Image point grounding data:
************
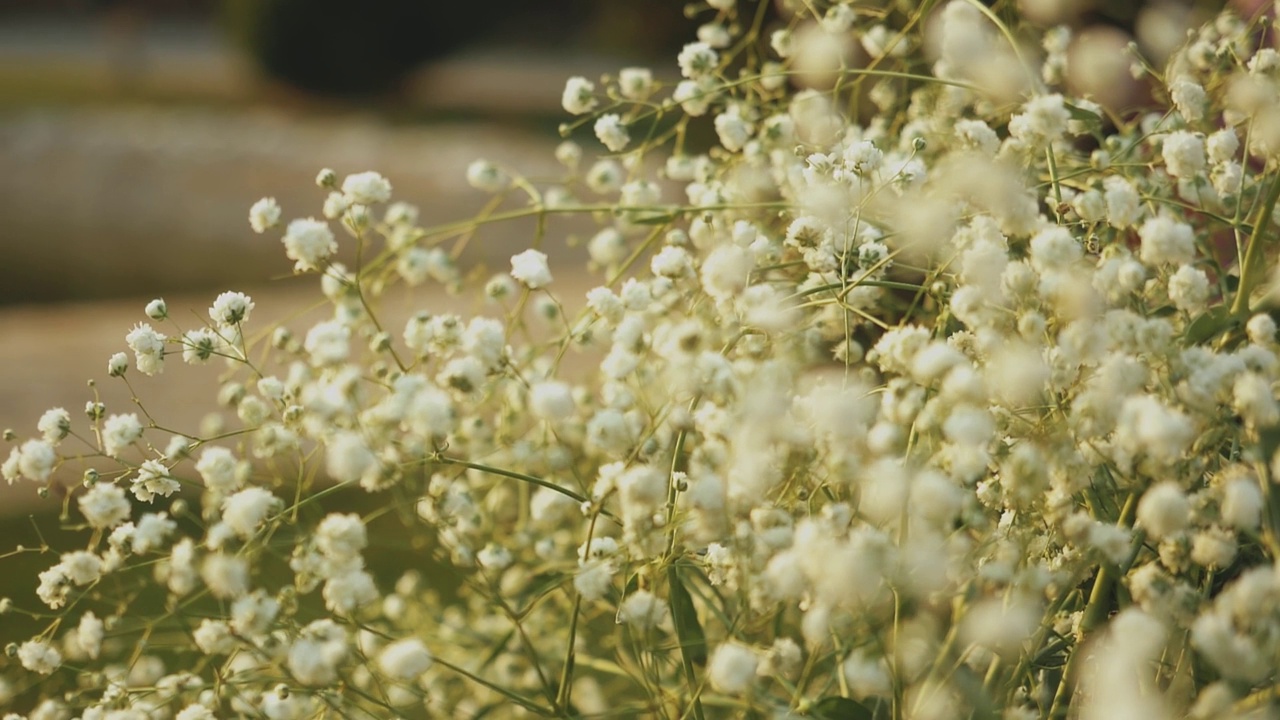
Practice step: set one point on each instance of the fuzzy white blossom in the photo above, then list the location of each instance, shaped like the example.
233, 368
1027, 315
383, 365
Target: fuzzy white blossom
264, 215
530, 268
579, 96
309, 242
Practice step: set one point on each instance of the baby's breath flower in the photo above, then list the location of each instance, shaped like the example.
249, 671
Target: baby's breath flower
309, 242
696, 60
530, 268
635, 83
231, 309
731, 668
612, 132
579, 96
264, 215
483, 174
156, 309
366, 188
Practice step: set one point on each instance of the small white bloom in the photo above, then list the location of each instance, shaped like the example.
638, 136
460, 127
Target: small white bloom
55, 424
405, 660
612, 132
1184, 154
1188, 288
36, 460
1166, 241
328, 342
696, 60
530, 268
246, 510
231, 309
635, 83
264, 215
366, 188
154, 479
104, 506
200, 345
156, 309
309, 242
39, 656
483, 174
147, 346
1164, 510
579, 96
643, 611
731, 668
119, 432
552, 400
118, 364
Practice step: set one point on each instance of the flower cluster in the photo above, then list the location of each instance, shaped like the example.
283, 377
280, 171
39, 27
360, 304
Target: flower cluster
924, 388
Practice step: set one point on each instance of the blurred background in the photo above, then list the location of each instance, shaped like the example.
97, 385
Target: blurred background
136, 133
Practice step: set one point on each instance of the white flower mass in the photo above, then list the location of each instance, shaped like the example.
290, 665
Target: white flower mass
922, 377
************
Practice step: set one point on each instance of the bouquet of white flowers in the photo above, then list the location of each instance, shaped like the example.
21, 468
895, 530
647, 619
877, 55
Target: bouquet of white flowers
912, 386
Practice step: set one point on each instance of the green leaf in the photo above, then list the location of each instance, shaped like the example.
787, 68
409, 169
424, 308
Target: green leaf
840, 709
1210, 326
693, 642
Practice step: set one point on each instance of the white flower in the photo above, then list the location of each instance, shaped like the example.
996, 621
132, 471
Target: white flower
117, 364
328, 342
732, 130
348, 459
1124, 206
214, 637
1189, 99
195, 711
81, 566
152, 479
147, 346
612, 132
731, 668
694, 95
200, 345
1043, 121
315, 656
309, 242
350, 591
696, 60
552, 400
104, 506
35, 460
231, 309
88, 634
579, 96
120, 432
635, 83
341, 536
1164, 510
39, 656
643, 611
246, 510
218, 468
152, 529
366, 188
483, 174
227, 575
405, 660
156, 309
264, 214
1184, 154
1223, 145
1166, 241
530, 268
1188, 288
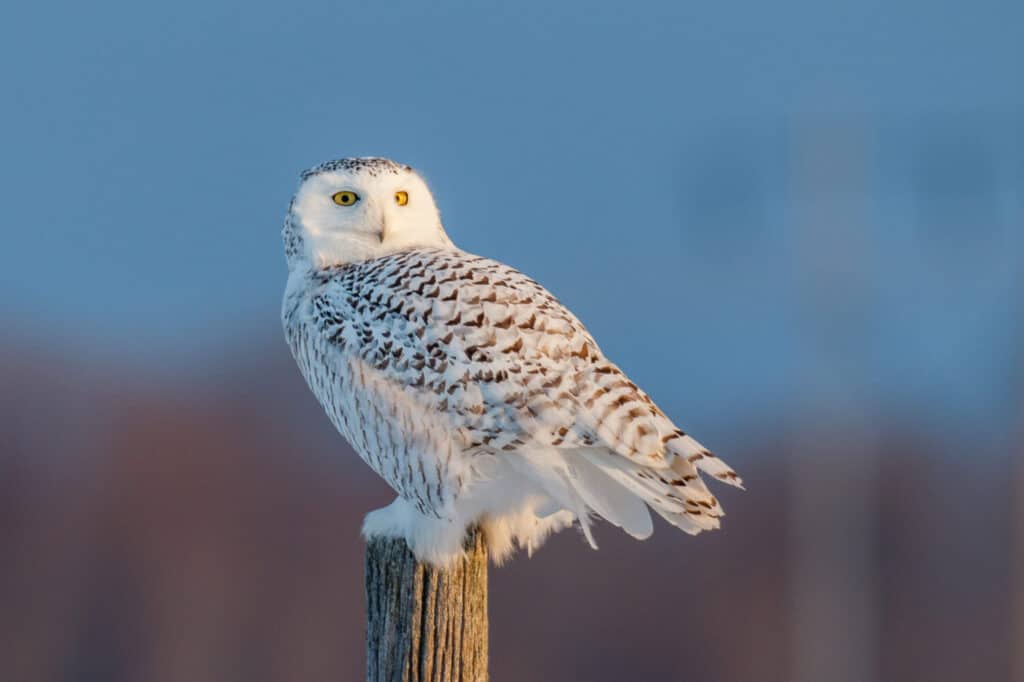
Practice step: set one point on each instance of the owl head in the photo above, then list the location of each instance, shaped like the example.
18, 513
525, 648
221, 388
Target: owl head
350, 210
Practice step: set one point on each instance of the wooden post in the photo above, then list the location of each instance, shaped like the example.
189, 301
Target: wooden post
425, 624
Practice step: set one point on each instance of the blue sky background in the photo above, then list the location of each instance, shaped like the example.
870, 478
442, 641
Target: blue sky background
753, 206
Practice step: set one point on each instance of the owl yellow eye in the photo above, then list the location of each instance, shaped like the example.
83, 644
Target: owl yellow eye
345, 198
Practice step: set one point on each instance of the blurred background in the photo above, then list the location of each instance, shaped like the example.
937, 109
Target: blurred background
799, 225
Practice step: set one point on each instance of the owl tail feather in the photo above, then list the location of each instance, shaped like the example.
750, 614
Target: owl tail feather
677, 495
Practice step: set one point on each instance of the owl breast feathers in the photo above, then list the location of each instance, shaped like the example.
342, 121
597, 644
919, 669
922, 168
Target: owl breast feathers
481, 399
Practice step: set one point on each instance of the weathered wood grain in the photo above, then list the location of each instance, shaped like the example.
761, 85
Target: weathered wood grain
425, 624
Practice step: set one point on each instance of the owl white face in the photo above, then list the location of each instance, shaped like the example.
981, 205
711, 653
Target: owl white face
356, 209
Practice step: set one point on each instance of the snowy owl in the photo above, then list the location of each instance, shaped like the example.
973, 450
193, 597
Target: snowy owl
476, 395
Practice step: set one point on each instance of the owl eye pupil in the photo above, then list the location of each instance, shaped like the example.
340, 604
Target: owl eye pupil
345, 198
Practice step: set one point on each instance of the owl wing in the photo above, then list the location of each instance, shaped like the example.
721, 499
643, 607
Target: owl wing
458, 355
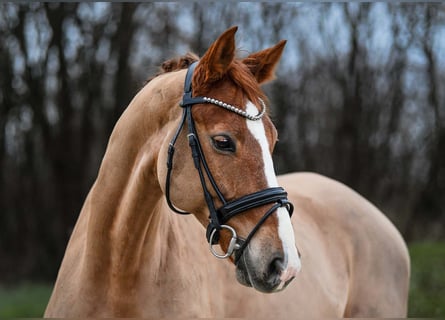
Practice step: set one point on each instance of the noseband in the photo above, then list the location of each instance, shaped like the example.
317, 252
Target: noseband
************
Problem description: Where a line of the data above includes the string "noseband", pull it out.

Task output:
Practice step: set one point on each instance of the noseband in the photo above, then list the location of each instance, shaped like the example.
Target: noseband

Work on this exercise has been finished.